▶ **Exercise material**:
================
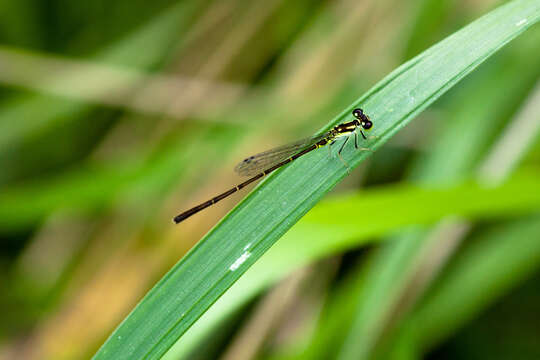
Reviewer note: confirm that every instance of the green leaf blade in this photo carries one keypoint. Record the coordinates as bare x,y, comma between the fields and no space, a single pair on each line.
198,280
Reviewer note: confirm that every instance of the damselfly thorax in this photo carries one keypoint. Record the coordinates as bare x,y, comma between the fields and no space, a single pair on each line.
264,163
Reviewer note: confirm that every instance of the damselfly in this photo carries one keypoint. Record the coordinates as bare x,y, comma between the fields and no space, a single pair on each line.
264,163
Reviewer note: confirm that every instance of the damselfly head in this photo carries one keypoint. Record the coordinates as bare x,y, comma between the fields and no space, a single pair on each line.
365,121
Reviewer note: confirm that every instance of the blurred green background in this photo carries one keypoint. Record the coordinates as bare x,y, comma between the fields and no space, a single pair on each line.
115,116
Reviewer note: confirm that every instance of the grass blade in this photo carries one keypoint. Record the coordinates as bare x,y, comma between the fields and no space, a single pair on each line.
201,277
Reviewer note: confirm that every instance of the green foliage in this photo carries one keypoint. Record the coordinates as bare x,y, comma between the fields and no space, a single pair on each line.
245,234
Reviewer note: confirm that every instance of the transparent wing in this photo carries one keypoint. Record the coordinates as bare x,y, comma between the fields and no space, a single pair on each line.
256,164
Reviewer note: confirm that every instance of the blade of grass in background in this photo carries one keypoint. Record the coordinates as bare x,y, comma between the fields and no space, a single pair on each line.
327,230
196,282
459,149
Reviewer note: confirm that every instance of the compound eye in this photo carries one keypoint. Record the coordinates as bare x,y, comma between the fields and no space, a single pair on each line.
358,113
366,124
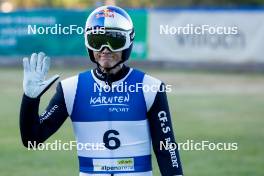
================
▶ **Aim**: Extract every line of the entries above and reproduce each one character for character, leaving out the pictures.

▶ **Exercise result**:
Reviewer note: confirm that every instance of the green leaf blade in this photo carries one keypoint. Record the coordinates as bare x,y, comma between the fields and no space, a single pair on each line.
198,280
Reviewer note: confirm that every instance of the damselfly thorax in this photo carries one keypoint. Record the coordinates as bare x,y, comma between the fields and no space, a single pair on each line.
264,163
Reviewer note: confirm that every instance of the damselfly in this photo carries one keypoint. Record the coordinates as bare x,y, comma between the fields and no space, a single pair on each line.
264,163
Reviewer note: confirm that every instance of the damselfly head in this photo carries one keypoint. Record the coordinates as bare x,y, comma between the fields and no space, a single pair on each line.
365,121
Reviewer note: confirm that every instance of the blurred green background in this photo carries one keypoint. Record the coordinates as bare x,y, comma between the fields and no space, a single pair on each line.
115,116
Reviewer note: confirm that every instance of the grass blade in this photo carries one keypoint. Record the coordinates as bare x,y, comma between the fields and no space, a single pair on each line.
201,277
Reviewer note: confirm that every instance of the green foliage in this photo carries one keypoint. Record the coordinates as bare x,y, comma between the fields and no space, a single pair on each line.
245,234
Reviewer note: confirm that every instance of the transparent wing in this photo carries one keypoint. Record the coordinates as bare x,y, comma between the fields and no space, a single pair on each line.
256,164
Reviewer note: confirm that every instance of the blade of grass in background in this photo carries one keypoint. Record the coordinates as bare x,y, comma between the fields and no space, a single pair on each line.
327,230
196,282
459,149
Reviewer note: confirm that every instance of the compound eye in this photo carries one keypoint. Record the coordinates as bare x,y, comma between the fields and no space, a single pair on each line.
358,113
366,124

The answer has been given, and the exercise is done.